Directive a: Copy the text on database logging and unauthorized-access detection word for word, starting at "The request acquisition unit 31 acquires request" and ending at "first acquisition unit.".

When responding to the terminal, the service server 10 issues a query for requesting search, update, deletion, or the like of data as required and transmits the query to the DB 20. The service server 10 receives an execution result of the query from the DB 20 and responds to the terminal.

The DB 20 accumulates therein information regarding the service provided from the service server 10. For example, the DB 20 receives the query from the service server 10 and performs the process described in the query. The DB 20 transmits the execution result of the query to the service server 10. The format of the information held in the DB 20 is not limited to an SQL format, and can be managed in a KVS (Key-Value Store) format. In this case, a request transmitted from the service server 10 to the DB 20 is described not in the query but in the KVS format. The DB 20 is an example of an accumulation device.

The log acquisition devices 30 and 40 respectively acquire a log regarding communication and record the log. For example, the log acquisition device 30 acquires and records the log of communication of the service server 10 via the Internet 5. The log acquisition device 40 acquires and records a log of communication between the service server 10 and the DB 20. In the log acquisition devices 30 and 40, time synchronization is performed, for example, by an NTP (Network Time Protocol) or the like. Further, when the HTTPS request is used as the request, the body text of the request is coded. However, by setting the log acquisition device 30 as a reverse proxy of the service server 10, the request can be decoded by the log acquisition device 30, thereby enabling to transmit the request information to the unauthorized-access detection device 50.

The log acquisition device 30 includes a request acquisition unit 31 and the log acquisition device 40 includes a query acquisition unit 41.

The request acquisition unit 31 acquires request information that is information regarding the request transmitted from the terminal to the service server 10. The request acquisition unit 31 transmits the acquired request information to the unauthorized-access detection device 50. The request information transmitted to the unauthorized-access detection device 50 is recorded in a predetermined storage unit (not illustrated) in the unauthorized-access detection device 50. The request acquisition unit 31 is an example of a first acquisition unit.

For example, the request acquisition unit 31 acquires at least a reception time at which the request has been received by the service server 10 as the request information. Each time the reception time is acquired, the request acquisition unit 31 transmits the acquired reception time to the unauthorized-access detection device 50 so that the reception time is recorded in the storage unit. The request acquisition unit 31 can acquire not only the reception time of the request but also the body text of the request and an IP (Internet Protocol) address of a source user and transmit these pieces of information to the unauthorized-access detection device 50.

Dataset records:
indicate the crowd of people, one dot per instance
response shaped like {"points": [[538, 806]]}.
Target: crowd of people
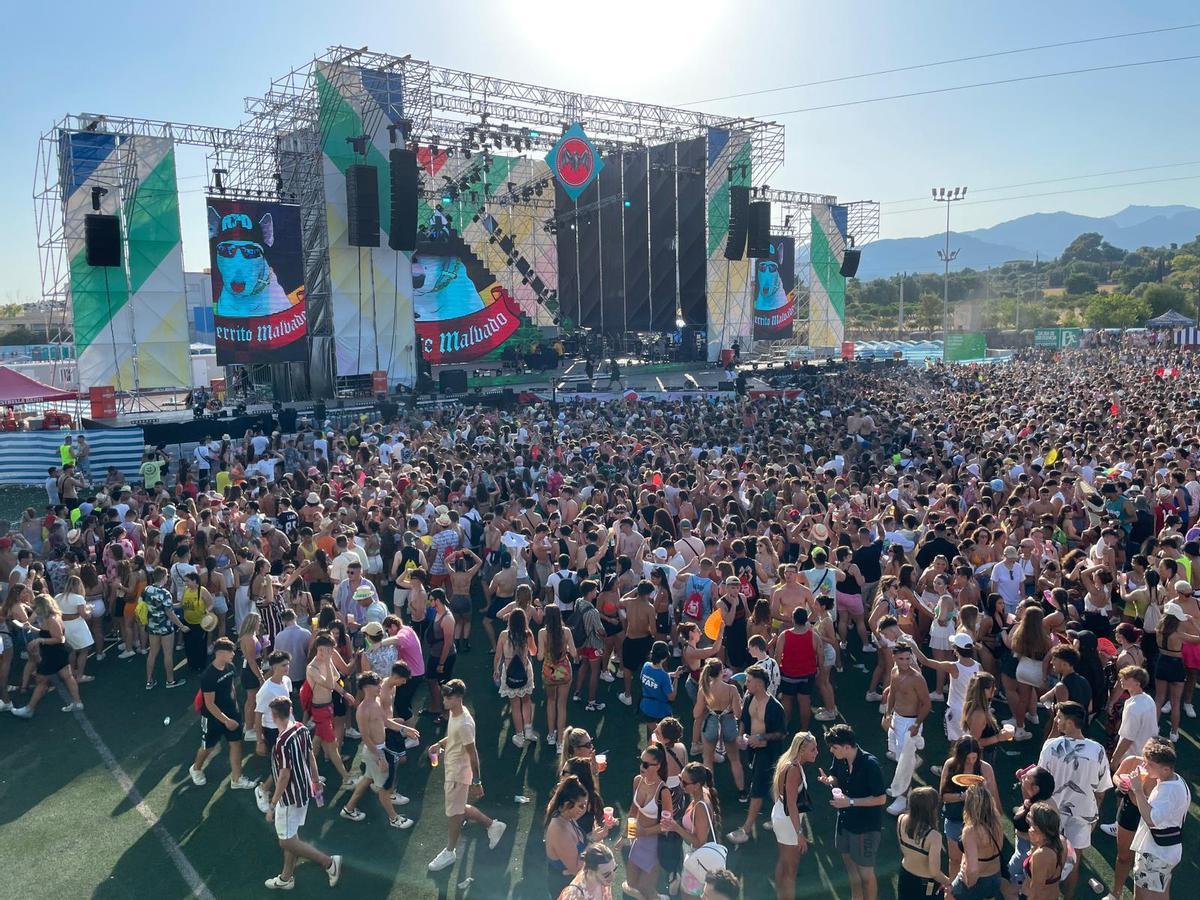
{"points": [[1009, 553]]}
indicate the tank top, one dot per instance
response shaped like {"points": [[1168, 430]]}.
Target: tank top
{"points": [[799, 655]]}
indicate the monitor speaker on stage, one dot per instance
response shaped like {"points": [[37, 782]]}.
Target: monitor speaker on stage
{"points": [[363, 205], [850, 262], [739, 216], [102, 239], [402, 226], [759, 232], [453, 381]]}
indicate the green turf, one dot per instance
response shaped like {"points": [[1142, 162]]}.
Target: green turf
{"points": [[69, 831]]}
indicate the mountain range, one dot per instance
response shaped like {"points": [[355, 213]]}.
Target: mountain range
{"points": [[1043, 234]]}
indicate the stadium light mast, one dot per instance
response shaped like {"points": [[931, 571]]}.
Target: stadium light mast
{"points": [[947, 196]]}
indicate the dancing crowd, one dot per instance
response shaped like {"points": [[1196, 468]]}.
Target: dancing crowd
{"points": [[1011, 556]]}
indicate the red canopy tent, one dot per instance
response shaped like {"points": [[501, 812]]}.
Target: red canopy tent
{"points": [[17, 389]]}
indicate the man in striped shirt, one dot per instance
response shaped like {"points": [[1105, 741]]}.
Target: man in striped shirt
{"points": [[294, 768]]}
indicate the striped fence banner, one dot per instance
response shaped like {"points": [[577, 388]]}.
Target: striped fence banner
{"points": [[27, 455]]}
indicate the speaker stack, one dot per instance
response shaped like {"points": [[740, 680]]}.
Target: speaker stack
{"points": [[363, 205]]}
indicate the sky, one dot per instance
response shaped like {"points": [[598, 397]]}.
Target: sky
{"points": [[196, 63]]}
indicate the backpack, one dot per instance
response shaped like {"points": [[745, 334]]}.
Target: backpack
{"points": [[568, 591], [516, 675]]}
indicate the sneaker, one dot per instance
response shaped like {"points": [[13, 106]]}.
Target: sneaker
{"points": [[334, 871], [495, 832]]}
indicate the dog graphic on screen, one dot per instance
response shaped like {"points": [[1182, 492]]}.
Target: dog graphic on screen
{"points": [[442, 289], [249, 287]]}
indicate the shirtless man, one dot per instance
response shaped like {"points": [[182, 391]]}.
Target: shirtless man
{"points": [[790, 595], [639, 609], [378, 762], [323, 679], [906, 699]]}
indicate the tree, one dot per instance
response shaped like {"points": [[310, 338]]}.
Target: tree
{"points": [[1080, 283], [930, 309], [1162, 298], [1115, 311]]}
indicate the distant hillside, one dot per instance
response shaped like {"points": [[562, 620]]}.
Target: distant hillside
{"points": [[1044, 234]]}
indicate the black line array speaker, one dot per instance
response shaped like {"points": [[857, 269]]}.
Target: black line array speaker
{"points": [[102, 239], [402, 225], [759, 232], [850, 262], [739, 216], [453, 381], [363, 205]]}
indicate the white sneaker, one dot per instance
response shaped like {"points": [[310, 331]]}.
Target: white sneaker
{"points": [[495, 832]]}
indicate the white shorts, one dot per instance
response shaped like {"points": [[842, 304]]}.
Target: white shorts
{"points": [[1078, 832], [1152, 873], [781, 822], [288, 820], [898, 735]]}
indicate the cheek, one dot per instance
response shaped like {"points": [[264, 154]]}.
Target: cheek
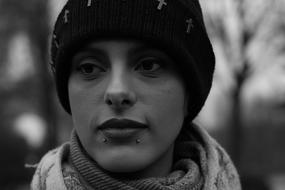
{"points": [[82, 100], [166, 109]]}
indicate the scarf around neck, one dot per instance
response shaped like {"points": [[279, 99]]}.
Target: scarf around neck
{"points": [[199, 163]]}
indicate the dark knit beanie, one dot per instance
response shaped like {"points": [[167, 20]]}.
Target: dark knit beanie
{"points": [[175, 26]]}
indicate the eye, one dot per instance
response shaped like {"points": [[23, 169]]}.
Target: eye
{"points": [[90, 70], [149, 64]]}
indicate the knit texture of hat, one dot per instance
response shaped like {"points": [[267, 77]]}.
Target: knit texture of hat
{"points": [[175, 26]]}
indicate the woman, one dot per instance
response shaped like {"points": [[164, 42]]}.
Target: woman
{"points": [[133, 74]]}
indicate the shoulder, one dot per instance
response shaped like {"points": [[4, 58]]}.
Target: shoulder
{"points": [[48, 174]]}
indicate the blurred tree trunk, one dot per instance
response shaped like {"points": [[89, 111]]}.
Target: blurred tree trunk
{"points": [[39, 34]]}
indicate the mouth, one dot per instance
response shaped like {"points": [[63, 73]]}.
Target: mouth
{"points": [[121, 130]]}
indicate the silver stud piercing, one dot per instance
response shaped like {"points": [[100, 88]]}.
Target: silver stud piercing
{"points": [[190, 25], [89, 3], [161, 4]]}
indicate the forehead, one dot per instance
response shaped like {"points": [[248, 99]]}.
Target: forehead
{"points": [[120, 46]]}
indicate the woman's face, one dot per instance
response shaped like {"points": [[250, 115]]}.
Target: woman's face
{"points": [[128, 105]]}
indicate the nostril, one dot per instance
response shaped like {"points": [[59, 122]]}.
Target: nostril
{"points": [[126, 102], [109, 102]]}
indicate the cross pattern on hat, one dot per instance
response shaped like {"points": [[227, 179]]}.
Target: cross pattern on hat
{"points": [[66, 13], [89, 3], [161, 3], [190, 25]]}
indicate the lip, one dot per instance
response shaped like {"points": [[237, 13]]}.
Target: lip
{"points": [[121, 130]]}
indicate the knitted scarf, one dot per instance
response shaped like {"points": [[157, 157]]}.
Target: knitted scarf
{"points": [[199, 164]]}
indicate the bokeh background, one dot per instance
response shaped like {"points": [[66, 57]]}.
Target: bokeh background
{"points": [[245, 111]]}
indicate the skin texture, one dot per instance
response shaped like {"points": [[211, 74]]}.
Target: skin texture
{"points": [[127, 80]]}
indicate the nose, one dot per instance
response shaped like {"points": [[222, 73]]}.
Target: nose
{"points": [[119, 95]]}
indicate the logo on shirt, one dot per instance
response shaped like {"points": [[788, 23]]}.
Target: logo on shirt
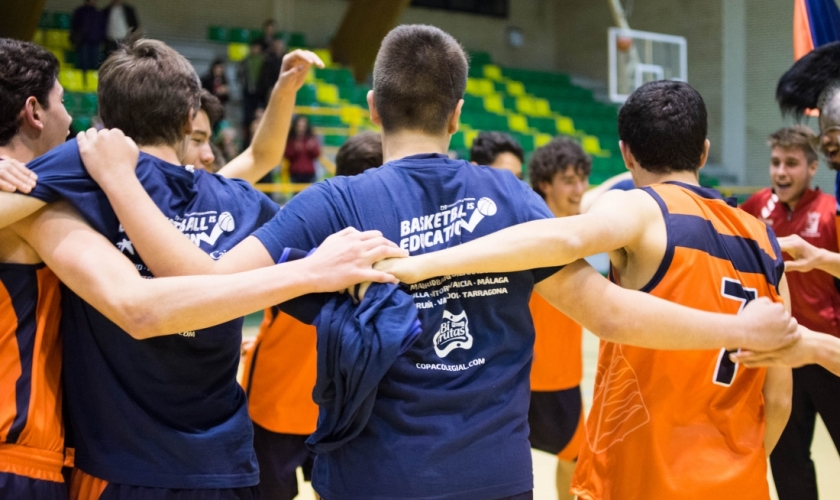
{"points": [[204, 227], [812, 227], [438, 228], [454, 334]]}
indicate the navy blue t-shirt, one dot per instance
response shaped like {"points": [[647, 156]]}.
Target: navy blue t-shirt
{"points": [[450, 419], [165, 412]]}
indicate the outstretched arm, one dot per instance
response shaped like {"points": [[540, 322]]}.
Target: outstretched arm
{"points": [[631, 317], [807, 257], [618, 219], [778, 392], [269, 142], [93, 268]]}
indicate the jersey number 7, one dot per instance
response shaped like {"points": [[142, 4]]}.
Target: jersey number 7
{"points": [[726, 369]]}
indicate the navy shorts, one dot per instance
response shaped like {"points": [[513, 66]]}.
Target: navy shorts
{"points": [[556, 421], [27, 488], [279, 455], [86, 487]]}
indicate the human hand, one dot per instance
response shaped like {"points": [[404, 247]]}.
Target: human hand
{"points": [[799, 353], [14, 176], [108, 155], [295, 66], [805, 255], [767, 326], [347, 257]]}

Directive b: How many lines of the records contain the word "mast"? Reply with the number alone.

Exercise output a:
The request acquisition unit 31 acquires request information that is information regarding the request transmitted from the terminal to the service server 10. The request acquisition unit 31 transmits the acquired request information to the unauthorized-access detection device 50. The request information transmitted to the unauthorized-access detection device 50 is recorded in a predetermined storage unit (not illustrated) in the unauthorized-access detection device 50. The request acquisition unit 31 is an example of a first acquisition unit.

Exercise output b: 2